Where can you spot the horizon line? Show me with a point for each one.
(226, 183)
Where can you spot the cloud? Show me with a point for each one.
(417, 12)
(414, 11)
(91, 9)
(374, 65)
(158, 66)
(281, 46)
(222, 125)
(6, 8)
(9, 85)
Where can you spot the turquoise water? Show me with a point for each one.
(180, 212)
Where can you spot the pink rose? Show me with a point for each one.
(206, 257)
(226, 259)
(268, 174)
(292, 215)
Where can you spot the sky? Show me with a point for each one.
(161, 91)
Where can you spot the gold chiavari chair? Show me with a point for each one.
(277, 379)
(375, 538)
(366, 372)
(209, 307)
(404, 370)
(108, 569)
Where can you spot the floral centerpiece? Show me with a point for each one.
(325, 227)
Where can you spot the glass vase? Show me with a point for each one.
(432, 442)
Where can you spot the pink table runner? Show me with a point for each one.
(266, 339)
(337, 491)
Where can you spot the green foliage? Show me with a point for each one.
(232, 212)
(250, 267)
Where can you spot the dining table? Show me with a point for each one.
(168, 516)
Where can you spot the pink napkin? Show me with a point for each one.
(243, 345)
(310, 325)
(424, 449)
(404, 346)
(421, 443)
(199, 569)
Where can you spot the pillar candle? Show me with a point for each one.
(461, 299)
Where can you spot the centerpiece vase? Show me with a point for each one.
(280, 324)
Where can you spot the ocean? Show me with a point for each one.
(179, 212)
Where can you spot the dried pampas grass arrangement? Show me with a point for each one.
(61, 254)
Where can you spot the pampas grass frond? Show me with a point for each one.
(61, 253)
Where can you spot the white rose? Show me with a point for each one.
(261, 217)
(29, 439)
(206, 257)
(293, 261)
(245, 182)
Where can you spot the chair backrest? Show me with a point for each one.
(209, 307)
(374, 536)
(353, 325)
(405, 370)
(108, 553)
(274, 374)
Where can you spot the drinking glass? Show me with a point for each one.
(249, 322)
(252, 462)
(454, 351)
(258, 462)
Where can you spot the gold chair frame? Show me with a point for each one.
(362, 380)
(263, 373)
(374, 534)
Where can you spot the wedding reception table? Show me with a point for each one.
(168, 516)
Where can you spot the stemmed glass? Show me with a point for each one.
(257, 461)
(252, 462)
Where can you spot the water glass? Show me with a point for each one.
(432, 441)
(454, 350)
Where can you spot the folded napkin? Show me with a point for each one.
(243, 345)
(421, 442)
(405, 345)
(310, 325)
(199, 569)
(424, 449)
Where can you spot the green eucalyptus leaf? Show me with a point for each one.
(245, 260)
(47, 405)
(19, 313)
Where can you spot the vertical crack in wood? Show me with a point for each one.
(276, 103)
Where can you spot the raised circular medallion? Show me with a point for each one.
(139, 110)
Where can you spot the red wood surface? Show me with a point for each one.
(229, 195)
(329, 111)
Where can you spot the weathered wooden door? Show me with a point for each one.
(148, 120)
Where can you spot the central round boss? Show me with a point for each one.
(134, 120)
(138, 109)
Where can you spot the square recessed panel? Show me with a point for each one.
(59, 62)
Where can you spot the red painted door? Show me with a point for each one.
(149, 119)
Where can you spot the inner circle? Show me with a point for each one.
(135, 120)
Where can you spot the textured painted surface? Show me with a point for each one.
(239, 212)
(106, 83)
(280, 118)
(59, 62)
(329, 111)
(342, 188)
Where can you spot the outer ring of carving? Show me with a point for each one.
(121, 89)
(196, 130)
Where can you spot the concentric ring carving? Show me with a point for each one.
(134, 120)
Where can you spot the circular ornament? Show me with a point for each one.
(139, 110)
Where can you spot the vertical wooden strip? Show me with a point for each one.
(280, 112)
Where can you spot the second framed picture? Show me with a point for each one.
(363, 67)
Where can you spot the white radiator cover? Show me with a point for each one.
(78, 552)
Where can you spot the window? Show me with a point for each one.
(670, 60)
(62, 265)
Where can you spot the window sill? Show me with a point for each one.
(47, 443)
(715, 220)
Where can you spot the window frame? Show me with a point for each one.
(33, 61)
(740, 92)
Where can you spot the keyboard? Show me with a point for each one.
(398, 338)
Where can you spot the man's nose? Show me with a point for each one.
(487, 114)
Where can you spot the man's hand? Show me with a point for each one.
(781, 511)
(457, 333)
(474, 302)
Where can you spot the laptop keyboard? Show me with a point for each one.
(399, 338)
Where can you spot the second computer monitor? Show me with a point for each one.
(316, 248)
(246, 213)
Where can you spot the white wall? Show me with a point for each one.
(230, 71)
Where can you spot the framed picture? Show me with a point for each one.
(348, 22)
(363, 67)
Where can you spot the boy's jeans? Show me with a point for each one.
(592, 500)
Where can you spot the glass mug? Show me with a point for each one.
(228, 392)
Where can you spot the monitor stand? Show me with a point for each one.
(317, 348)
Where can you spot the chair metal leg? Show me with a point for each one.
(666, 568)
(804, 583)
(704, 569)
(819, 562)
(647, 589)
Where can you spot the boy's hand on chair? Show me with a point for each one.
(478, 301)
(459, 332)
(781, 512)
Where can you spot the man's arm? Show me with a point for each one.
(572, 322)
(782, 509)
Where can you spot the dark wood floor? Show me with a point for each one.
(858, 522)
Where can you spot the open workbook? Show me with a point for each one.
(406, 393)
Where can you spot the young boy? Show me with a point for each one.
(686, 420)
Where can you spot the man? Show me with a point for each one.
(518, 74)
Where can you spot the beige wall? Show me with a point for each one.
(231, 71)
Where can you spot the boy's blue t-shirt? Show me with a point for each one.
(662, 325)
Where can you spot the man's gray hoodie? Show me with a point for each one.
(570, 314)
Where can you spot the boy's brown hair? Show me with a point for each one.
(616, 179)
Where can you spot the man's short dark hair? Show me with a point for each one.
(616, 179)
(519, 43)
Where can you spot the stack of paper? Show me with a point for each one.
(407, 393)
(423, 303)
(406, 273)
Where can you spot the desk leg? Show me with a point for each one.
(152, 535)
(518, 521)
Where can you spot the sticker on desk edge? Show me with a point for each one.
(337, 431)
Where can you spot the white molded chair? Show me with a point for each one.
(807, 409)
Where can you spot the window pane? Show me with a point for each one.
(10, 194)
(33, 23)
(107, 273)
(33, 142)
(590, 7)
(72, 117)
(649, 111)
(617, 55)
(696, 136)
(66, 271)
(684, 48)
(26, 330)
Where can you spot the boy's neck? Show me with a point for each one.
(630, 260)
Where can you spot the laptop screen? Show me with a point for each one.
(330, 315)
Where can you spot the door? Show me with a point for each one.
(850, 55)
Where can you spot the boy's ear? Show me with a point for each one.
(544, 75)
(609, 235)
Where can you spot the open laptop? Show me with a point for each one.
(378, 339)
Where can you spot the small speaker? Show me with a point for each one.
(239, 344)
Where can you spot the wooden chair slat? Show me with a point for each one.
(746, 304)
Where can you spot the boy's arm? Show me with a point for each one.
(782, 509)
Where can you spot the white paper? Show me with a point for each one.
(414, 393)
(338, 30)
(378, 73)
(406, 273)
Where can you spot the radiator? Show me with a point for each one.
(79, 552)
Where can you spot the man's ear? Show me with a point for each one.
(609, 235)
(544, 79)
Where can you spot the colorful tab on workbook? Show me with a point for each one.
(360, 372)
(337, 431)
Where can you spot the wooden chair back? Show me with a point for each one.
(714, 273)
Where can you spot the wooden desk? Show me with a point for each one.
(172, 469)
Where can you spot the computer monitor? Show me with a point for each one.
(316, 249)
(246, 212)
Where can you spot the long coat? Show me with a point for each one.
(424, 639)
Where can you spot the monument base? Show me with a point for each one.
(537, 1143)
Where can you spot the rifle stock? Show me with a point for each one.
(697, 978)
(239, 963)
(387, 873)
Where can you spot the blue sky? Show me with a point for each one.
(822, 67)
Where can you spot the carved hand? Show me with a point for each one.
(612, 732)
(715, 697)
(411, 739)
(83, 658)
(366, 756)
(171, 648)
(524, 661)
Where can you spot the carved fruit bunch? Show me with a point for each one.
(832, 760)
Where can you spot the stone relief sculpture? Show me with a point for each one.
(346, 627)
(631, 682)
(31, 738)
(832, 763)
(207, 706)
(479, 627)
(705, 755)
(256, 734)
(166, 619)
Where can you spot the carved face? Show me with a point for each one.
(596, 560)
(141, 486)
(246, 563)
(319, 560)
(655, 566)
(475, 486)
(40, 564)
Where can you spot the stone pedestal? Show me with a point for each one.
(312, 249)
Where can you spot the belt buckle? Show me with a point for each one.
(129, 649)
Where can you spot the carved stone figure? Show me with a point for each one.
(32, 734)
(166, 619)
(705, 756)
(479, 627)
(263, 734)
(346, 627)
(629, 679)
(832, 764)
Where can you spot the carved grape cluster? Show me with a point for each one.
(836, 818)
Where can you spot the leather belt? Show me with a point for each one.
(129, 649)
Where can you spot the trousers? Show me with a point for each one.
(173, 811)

◆ **Given problem**
Reproduce verbatim the rows running from the line holding "Where can you spot the stone pedestal?" through the end of the rows, inclusive.

◆ **Problem solution**
Where can you spot the stone pedestal? Show me with a point for each one.
(312, 249)
Where can you spot the belt buckle? Show me with a point for each one.
(129, 649)
Where can you spot the carved stone figure? Show me with a point for each one.
(32, 734)
(166, 619)
(705, 756)
(479, 627)
(263, 734)
(346, 627)
(629, 679)
(832, 764)
Where can you spot the carved grape cluster? Show me with a point for each one.
(836, 818)
Where can you spot the leather belt? Show me with a point for each one.
(129, 649)
Where can you spot the trousers? Show me with a point for each one.
(173, 811)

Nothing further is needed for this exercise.